OBJETIVO:
Reproduza todas as linhas abaixo sem nenhuma alteração.
= = = = = = =
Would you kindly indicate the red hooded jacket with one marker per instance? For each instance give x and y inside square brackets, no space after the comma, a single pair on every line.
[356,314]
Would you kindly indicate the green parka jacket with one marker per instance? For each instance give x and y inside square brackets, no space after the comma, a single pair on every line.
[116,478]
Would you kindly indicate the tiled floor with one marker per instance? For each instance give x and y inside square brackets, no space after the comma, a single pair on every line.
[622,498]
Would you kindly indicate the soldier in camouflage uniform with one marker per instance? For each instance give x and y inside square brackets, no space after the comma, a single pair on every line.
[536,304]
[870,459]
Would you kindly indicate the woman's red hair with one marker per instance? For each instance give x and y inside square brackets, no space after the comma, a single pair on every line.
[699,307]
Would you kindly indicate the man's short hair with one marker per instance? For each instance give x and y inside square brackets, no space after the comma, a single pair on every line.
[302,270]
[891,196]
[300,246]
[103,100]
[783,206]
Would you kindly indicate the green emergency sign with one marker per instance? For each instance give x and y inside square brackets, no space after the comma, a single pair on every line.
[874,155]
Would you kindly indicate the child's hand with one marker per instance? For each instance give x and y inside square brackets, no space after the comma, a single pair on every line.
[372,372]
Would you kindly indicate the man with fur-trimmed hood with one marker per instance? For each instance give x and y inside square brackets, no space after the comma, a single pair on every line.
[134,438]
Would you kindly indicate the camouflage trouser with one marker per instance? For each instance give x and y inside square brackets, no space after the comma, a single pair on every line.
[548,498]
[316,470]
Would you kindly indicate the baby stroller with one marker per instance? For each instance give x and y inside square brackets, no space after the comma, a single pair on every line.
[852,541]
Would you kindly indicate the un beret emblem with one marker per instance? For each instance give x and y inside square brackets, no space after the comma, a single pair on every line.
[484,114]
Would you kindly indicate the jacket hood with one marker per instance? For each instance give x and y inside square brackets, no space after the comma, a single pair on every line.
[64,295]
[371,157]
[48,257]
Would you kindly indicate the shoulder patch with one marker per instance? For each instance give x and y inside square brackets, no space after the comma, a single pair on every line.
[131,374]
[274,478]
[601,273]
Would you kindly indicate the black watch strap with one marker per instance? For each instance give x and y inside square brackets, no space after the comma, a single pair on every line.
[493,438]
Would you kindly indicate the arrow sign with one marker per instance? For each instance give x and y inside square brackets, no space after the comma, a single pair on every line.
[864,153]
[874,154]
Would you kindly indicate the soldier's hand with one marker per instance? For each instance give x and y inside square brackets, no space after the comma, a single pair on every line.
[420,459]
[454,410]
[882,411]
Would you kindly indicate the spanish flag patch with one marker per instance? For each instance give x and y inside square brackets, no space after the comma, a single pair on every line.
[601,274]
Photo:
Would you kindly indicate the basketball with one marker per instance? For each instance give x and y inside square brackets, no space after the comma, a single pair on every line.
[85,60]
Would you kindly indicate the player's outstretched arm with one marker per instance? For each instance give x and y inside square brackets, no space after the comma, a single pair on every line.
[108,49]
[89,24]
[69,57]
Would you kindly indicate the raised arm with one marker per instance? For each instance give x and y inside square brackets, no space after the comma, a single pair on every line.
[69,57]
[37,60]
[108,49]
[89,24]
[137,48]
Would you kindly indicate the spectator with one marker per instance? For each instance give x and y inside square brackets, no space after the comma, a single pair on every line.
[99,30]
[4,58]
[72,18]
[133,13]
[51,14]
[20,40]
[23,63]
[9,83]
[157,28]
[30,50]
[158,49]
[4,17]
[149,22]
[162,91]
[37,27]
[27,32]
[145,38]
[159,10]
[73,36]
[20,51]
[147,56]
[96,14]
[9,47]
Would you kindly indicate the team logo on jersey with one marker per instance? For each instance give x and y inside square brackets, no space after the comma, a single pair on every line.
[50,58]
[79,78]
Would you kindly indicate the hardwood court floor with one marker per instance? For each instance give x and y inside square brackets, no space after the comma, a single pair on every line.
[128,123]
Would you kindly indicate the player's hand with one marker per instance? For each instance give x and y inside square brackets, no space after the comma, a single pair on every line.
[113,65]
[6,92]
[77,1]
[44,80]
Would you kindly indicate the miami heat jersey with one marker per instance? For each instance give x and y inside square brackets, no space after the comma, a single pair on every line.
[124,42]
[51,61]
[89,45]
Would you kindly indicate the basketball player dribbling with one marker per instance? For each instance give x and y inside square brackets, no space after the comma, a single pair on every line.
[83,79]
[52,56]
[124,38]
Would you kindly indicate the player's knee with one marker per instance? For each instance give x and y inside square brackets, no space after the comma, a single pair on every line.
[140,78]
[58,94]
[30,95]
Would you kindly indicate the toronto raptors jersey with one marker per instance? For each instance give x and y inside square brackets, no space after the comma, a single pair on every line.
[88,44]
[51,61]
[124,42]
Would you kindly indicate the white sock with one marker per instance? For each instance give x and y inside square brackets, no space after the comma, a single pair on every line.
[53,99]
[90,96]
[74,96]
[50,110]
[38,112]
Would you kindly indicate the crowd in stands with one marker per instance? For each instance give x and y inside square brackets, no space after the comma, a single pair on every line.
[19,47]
= = = = = = =
RESULTADO:
Would you kindly indicate the red hooded jacket with one marker per instance? For each instance give x and y inside square brackets, no space after the comma, a single pair on every line.
[356,314]
Would you kindly indicate the green parka jacket with one marker per instance? For each instance give x and y inside square brackets, no space after the comma, a single pair on every line.
[116,478]
Would you kindly indicate the tiled floor with one marker per instance? For each instance give x and y inside square brackets, no space after the comma, a single pair on every line.
[622,498]
Would you kindly indicate the soldier in camouflage uniform with one marker per instance? For each instance give x and y inside square brackets, no space after the comma, a single pair on every line.
[536,304]
[870,459]
Would you kindly indicate the woman's red hair with one marker per instance? For each instance give x and y inside square brackets, no space after the comma, a single pair on every line.
[699,307]
Would you kindly indicate the man's short hair with one marker per instance? For each instance give x and y inside square brackets, no space after the comma, a single pair on every line.
[302,270]
[891,196]
[300,246]
[103,100]
[783,206]
Would you kindly indicate the green emergency sign with one marker per instance? For each instance give x and y inside square brackets, no space after the comma, a single pair on every line.
[874,155]
Would you kindly indicate the child's hand with one marker per instance? For each instance give x and y inside square brackets, no space after the comma, a single pair on every line.
[372,372]
Would you kindly indicate the man with fur-trimmed hood with one marker per instance? For each instance give x and y inside square brackets, no space after the comma, a single pair on every line.
[134,438]
Would you kindly indicate the camouflage trouser with one marker per instance? For each instance give x and y inside square brackets, no space after the comma, a single pair on every line.
[548,498]
[316,470]
Would you kindly indicate the baby stroller with one marker per instance? For each instance give x and y inside square brackets, no space after the comma, a single pair on every line.
[852,541]
Would you kindly indicate the un beret emblem with one marker per instance? For each instance give x and y inside square brackets, no space after the comma, a single pair on every line.
[484,114]
Would you kindly indicate the jacket hood with one marker per instance? For each instance give x and y inside square brackets, no space after the comma, a single pair on every line.
[64,295]
[371,157]
[48,257]
Would you kindly indicate the shoulder patch with one marker per instance? For each instance give x and y inside square brackets, no space after the comma, a single pair on every line.
[131,374]
[274,478]
[601,273]
Would you kindly indicate the black watch strap with one marker per instance? For each instance give x and y inside square brackets, no space after the comma, a single pair on every line.
[493,438]
Would you kindly indicate the arrow sign with one marker per instance? For each instance give x and y inside square brackets, no space after the comma, a single pair on every line.
[864,153]
[874,154]
Would you kindly indicate the soldier's hand with one marker per instance? For each instance give x and y inside square brackets, no space after the comma, a single pair on every line.
[420,459]
[454,410]
[882,411]
Would you kindly indicate the spanish flag patch with one marker per instance? For each instance give x and y inside square brackets, no space after the comma, a single pair on every line.
[601,274]
Photo:
Would you kindly indicate the basketball with one marker per instance? For each instance give x and y inside square brackets, no space after the comma, a single pair on every line.
[85,60]
Would you kindly indicate the player's outstretched arm with one marker per instance? For each instance give x and y inside square brackets, no space after the comma, a single pair on every line.
[108,49]
[89,24]
[69,57]
Would you kindly indicate the raised arm with one marker per instance? For each instance give x and y inside square brackets, no space after the comma, a single pair on every line.
[69,57]
[37,60]
[108,49]
[89,24]
[137,48]
Would you kindly indicate the spectator with one marker per instance? For each instance give x and y inside square brackets, no space after the comma, a single pair on every line.
[99,30]
[4,58]
[72,18]
[133,13]
[51,14]
[20,40]
[23,63]
[9,83]
[157,28]
[30,50]
[158,49]
[4,17]
[149,22]
[162,91]
[37,27]
[27,32]
[145,38]
[159,10]
[73,36]
[20,51]
[147,56]
[96,14]
[9,47]
Would you kindly indicate the team logo on jersey with one marker per instance? For each instance give x and y inside square brackets, no space after the comma, a single pair on every line.
[50,58]
[79,78]
Would you kindly indicate the hardwood court floor with one marker per instance? For each instance give x and y inside square brackets, no space after the comma, a single pair on every line.
[128,123]
Would you kindly indicate the player's hand with one marker per instance? For each instance give x and y inside square brackets, no space after the comma, a single pair on every line.
[113,65]
[6,92]
[77,1]
[44,80]
Would you kindly indicate the miami heat jersey with one marker per instance? For each instance give x and y inside square brackets, no space after the comma, a single pair on every line.
[124,42]
[51,61]
[89,45]
Would you kindly indicate the basketball player dribbling with one marker per instance? For each instance give x and y inside square brackets, no space after the comma, a single pair on every line.
[83,79]
[52,56]
[124,38]
Would you kindly indicate the player's knee with one marker per instance? For each instance give x and y inside square brackets, no space after the comma, a single pair on every line.
[140,78]
[58,94]
[30,95]
Would you kindly indicate the toronto raptors jersey with one marker per instance? For each instance give x and y inside square brackets, no space after the comma, a single pair on every line.
[88,44]
[51,61]
[124,42]
Would you kindly indicate the white sock with one marker per instance? For each instance give x and y inside square brackets, no space after the comma, a single pair on every line.
[53,99]
[90,96]
[74,96]
[50,110]
[38,112]
Would you kindly indicate the crowd in stands with one marker per instance? For each instance give x and y inside square brackets, no space after the comma, a single pair on every line.
[19,47]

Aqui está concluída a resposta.